● OBJECTIVE
Select each line in the records below that contains the word "wheel", matching its case exactly, and copy those lines.

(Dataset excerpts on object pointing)
__________

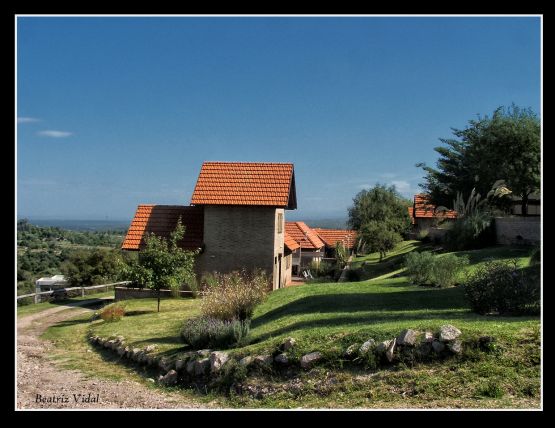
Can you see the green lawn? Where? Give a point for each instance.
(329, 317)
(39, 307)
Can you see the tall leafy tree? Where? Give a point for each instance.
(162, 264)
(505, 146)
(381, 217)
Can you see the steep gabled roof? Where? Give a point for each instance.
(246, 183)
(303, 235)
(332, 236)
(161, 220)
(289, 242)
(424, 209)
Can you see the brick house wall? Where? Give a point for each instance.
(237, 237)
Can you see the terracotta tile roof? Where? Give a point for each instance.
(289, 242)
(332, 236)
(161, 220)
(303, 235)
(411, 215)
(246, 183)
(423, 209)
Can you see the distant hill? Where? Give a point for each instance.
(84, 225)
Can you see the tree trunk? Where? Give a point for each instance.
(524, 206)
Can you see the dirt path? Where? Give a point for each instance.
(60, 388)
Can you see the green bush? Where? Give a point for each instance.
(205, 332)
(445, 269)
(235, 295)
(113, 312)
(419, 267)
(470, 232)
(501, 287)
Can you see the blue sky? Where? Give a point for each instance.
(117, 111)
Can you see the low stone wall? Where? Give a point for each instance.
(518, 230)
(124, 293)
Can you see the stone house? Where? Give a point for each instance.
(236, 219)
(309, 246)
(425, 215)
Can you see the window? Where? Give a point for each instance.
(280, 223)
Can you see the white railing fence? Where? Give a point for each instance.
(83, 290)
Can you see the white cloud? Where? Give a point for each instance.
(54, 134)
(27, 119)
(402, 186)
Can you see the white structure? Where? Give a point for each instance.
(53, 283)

__________

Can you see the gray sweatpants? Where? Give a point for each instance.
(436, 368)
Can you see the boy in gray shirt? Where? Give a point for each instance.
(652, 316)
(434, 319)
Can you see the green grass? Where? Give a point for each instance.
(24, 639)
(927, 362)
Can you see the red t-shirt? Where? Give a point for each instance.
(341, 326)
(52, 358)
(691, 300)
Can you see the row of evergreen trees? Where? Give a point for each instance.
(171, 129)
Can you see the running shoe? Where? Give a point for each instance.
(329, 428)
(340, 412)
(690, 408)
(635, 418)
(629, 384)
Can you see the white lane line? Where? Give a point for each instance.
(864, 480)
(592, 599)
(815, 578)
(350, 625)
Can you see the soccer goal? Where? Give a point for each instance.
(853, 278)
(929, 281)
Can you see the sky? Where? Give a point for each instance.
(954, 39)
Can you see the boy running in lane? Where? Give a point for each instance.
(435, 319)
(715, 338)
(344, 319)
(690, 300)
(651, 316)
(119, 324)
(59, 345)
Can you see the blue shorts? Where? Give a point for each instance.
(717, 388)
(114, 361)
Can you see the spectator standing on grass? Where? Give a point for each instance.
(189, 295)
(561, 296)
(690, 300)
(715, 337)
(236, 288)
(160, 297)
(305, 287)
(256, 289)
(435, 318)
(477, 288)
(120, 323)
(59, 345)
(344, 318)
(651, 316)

__________

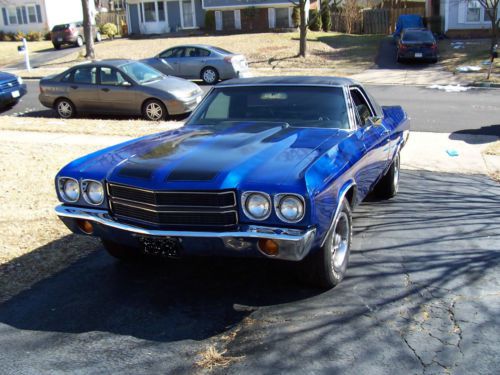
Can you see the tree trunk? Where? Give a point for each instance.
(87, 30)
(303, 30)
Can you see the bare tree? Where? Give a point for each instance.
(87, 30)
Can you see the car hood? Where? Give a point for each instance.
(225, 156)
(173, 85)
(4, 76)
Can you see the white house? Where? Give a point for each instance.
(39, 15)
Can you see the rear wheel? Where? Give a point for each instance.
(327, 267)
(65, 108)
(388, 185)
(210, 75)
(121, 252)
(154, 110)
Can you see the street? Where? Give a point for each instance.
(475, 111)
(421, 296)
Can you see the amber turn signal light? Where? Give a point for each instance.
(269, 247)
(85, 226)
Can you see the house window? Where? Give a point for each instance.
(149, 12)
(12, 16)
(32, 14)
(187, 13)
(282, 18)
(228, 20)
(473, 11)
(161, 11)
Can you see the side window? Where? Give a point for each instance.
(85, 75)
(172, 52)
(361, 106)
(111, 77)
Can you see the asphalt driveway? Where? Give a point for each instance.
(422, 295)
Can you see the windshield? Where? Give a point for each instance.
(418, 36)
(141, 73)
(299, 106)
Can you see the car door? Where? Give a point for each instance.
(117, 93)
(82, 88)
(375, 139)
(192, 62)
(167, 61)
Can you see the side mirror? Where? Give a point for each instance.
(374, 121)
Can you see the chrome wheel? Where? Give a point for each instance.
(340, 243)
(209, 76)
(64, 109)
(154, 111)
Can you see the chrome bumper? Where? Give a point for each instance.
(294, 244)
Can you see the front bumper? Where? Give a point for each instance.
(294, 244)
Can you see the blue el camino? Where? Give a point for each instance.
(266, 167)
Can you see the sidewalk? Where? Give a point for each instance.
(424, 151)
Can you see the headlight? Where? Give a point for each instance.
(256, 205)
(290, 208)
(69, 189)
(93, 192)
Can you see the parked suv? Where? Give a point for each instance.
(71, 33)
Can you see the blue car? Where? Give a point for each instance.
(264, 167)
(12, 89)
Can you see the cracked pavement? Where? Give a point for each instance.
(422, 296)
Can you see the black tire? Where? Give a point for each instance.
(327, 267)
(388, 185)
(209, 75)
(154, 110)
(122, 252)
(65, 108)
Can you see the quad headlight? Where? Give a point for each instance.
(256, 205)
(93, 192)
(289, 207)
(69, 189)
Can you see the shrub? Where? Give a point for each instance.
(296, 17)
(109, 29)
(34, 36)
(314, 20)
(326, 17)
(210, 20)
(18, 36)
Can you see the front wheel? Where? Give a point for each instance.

__________

● OUTPUT FOR THIS EXERCISE
Can you see the rear wheel? Where? Give a point for each instance.
Can you see the chrome wheel? Where? Give a point for each instance.
Can you see the front wheel? Where? Give a point for each instance.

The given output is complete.